--- PROBLEM TO SOLVE ---
Everything from the line containing "point: sky -- one" to the end of the records must be restated word for word, and nothing else.
----- INPUT DATA -----
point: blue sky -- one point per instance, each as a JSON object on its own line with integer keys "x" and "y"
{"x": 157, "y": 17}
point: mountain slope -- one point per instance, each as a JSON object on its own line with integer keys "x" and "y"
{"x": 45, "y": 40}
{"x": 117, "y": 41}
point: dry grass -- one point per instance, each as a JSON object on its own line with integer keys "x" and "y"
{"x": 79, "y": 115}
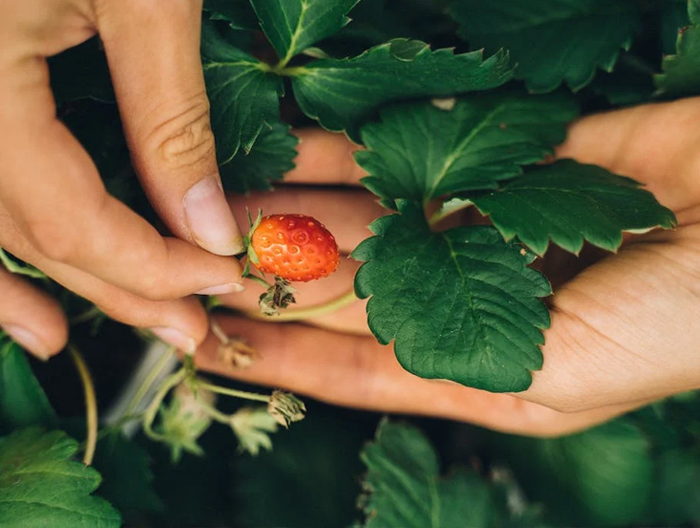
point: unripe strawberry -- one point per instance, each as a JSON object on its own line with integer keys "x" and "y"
{"x": 294, "y": 247}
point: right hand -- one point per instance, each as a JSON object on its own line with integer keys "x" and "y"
{"x": 54, "y": 210}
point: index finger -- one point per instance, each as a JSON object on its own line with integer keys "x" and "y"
{"x": 325, "y": 158}
{"x": 656, "y": 144}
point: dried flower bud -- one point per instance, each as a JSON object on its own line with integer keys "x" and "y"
{"x": 286, "y": 408}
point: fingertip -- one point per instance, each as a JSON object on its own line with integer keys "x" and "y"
{"x": 210, "y": 220}
{"x": 32, "y": 318}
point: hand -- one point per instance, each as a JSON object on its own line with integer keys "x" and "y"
{"x": 54, "y": 210}
{"x": 624, "y": 330}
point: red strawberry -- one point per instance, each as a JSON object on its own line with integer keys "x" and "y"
{"x": 294, "y": 247}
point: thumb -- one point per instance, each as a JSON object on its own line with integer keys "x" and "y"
{"x": 153, "y": 51}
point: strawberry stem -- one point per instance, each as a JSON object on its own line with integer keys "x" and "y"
{"x": 307, "y": 313}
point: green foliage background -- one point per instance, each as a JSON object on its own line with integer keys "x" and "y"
{"x": 584, "y": 56}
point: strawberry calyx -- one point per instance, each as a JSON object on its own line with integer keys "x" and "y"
{"x": 278, "y": 295}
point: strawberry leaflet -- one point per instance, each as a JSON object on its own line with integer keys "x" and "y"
{"x": 682, "y": 71}
{"x": 344, "y": 93}
{"x": 271, "y": 156}
{"x": 568, "y": 203}
{"x": 460, "y": 305}
{"x": 41, "y": 484}
{"x": 419, "y": 152}
{"x": 244, "y": 96}
{"x": 294, "y": 25}
{"x": 551, "y": 41}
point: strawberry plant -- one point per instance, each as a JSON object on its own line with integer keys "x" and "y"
{"x": 457, "y": 110}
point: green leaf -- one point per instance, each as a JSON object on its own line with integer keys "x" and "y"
{"x": 127, "y": 477}
{"x": 551, "y": 41}
{"x": 461, "y": 305}
{"x": 631, "y": 83}
{"x": 238, "y": 13}
{"x": 81, "y": 72}
{"x": 40, "y": 484}
{"x": 673, "y": 16}
{"x": 420, "y": 152}
{"x": 22, "y": 400}
{"x": 244, "y": 95}
{"x": 405, "y": 490}
{"x": 310, "y": 478}
{"x": 676, "y": 500}
{"x": 600, "y": 477}
{"x": 568, "y": 203}
{"x": 344, "y": 93}
{"x": 270, "y": 158}
{"x": 294, "y": 25}
{"x": 681, "y": 74}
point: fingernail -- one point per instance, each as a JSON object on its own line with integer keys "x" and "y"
{"x": 233, "y": 287}
{"x": 175, "y": 337}
{"x": 28, "y": 340}
{"x": 210, "y": 220}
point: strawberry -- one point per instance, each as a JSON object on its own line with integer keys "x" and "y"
{"x": 294, "y": 247}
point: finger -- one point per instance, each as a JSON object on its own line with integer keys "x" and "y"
{"x": 157, "y": 73}
{"x": 328, "y": 303}
{"x": 181, "y": 322}
{"x": 53, "y": 193}
{"x": 358, "y": 372}
{"x": 31, "y": 317}
{"x": 345, "y": 213}
{"x": 655, "y": 144}
{"x": 625, "y": 328}
{"x": 325, "y": 158}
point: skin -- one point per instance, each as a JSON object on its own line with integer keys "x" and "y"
{"x": 624, "y": 327}
{"x": 101, "y": 249}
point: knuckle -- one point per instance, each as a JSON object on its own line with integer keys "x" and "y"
{"x": 53, "y": 240}
{"x": 186, "y": 140}
{"x": 154, "y": 285}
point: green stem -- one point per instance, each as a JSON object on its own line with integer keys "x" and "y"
{"x": 148, "y": 381}
{"x": 259, "y": 280}
{"x": 233, "y": 392}
{"x": 90, "y": 404}
{"x": 150, "y": 415}
{"x": 215, "y": 413}
{"x": 307, "y": 313}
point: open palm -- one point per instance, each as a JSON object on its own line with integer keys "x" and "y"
{"x": 625, "y": 329}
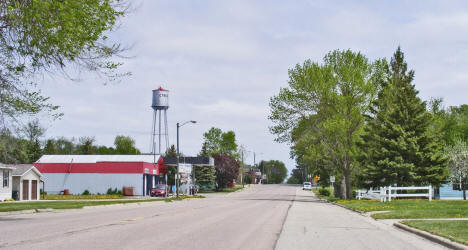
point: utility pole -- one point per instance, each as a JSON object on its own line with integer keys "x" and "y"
{"x": 177, "y": 173}
{"x": 178, "y": 155}
{"x": 242, "y": 168}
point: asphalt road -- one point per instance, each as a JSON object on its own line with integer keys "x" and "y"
{"x": 249, "y": 219}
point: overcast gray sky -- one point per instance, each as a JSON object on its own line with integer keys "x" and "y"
{"x": 223, "y": 60}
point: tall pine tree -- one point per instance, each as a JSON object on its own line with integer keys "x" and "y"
{"x": 398, "y": 147}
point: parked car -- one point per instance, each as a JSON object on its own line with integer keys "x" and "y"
{"x": 159, "y": 190}
{"x": 307, "y": 186}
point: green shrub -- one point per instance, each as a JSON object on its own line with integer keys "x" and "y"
{"x": 324, "y": 191}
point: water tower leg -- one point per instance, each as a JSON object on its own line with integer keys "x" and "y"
{"x": 166, "y": 129}
{"x": 159, "y": 132}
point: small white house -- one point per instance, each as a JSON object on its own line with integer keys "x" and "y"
{"x": 26, "y": 182}
{"x": 6, "y": 185}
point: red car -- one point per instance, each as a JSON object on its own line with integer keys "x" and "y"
{"x": 159, "y": 190}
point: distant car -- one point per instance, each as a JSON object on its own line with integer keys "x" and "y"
{"x": 159, "y": 190}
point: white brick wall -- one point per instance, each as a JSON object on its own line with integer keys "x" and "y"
{"x": 95, "y": 183}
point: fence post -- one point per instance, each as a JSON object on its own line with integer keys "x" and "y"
{"x": 389, "y": 193}
{"x": 430, "y": 192}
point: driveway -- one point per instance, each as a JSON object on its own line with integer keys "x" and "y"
{"x": 315, "y": 224}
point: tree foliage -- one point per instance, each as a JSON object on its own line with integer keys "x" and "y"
{"x": 125, "y": 145}
{"x": 218, "y": 142}
{"x": 205, "y": 176}
{"x": 398, "y": 146}
{"x": 38, "y": 36}
{"x": 227, "y": 169}
{"x": 324, "y": 106}
{"x": 275, "y": 171}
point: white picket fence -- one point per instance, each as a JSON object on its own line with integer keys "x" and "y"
{"x": 387, "y": 193}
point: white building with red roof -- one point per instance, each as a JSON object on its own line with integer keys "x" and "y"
{"x": 98, "y": 173}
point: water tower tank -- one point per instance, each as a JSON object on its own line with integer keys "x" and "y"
{"x": 160, "y": 99}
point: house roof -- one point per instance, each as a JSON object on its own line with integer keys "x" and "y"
{"x": 97, "y": 158}
{"x": 21, "y": 169}
{"x": 5, "y": 166}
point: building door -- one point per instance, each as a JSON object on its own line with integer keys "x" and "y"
{"x": 34, "y": 190}
{"x": 26, "y": 190}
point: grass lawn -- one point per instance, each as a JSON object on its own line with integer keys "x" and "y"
{"x": 70, "y": 204}
{"x": 410, "y": 209}
{"x": 224, "y": 190}
{"x": 453, "y": 230}
{"x": 80, "y": 197}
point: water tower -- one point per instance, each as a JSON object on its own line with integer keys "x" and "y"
{"x": 160, "y": 105}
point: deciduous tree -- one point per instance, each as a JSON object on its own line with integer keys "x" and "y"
{"x": 38, "y": 36}
{"x": 227, "y": 169}
{"x": 337, "y": 94}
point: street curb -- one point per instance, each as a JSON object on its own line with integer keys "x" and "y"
{"x": 432, "y": 237}
{"x": 29, "y": 211}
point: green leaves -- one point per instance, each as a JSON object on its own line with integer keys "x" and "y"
{"x": 398, "y": 147}
{"x": 321, "y": 112}
{"x": 218, "y": 142}
{"x": 40, "y": 36}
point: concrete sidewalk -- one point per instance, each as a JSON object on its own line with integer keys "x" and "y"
{"x": 315, "y": 224}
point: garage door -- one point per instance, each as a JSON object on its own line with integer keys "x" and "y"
{"x": 25, "y": 189}
{"x": 34, "y": 190}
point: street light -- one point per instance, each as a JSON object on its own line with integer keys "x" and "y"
{"x": 177, "y": 174}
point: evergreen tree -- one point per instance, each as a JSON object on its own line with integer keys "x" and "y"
{"x": 397, "y": 144}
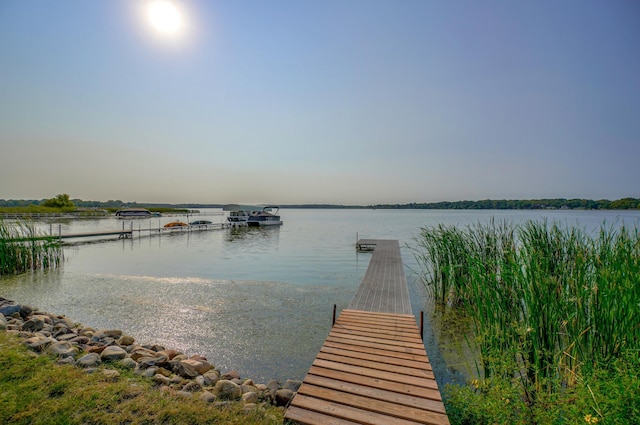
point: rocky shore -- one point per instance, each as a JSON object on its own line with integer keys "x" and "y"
{"x": 95, "y": 350}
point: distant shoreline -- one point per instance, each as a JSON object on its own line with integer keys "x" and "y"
{"x": 486, "y": 204}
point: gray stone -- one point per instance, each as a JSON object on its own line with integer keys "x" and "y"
{"x": 191, "y": 387}
{"x": 231, "y": 375}
{"x": 90, "y": 360}
{"x": 33, "y": 325}
{"x": 110, "y": 333}
{"x": 185, "y": 394}
{"x": 211, "y": 377}
{"x": 186, "y": 369}
{"x": 147, "y": 361}
{"x": 62, "y": 349}
{"x": 250, "y": 397}
{"x": 128, "y": 362}
{"x": 161, "y": 379}
{"x": 227, "y": 390}
{"x": 283, "y": 397}
{"x": 292, "y": 385}
{"x": 208, "y": 397}
{"x": 113, "y": 353}
{"x": 126, "y": 340}
{"x": 39, "y": 343}
{"x": 111, "y": 374}
{"x": 66, "y": 360}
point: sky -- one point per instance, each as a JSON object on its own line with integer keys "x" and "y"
{"x": 353, "y": 102}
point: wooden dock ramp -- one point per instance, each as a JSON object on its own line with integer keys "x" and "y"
{"x": 373, "y": 368}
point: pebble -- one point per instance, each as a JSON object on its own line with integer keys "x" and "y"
{"x": 172, "y": 371}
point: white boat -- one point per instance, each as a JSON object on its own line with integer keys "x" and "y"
-----
--- THE ANSWER ---
point: sky -- one point per instance, each as a JSON object on its own line with integer keys "x" and "y"
{"x": 353, "y": 102}
point: wooden dock ramp -- one point per instance, each as a JSON object on its own line with integer keys "x" and "y"
{"x": 373, "y": 368}
point: pebble -- one point per instance, each as a JSON object on its own line with integer keys "x" and "y"
{"x": 172, "y": 371}
point: white boat -- one point per instance, each as a JSON object on its own line with integer keys "x" and "y"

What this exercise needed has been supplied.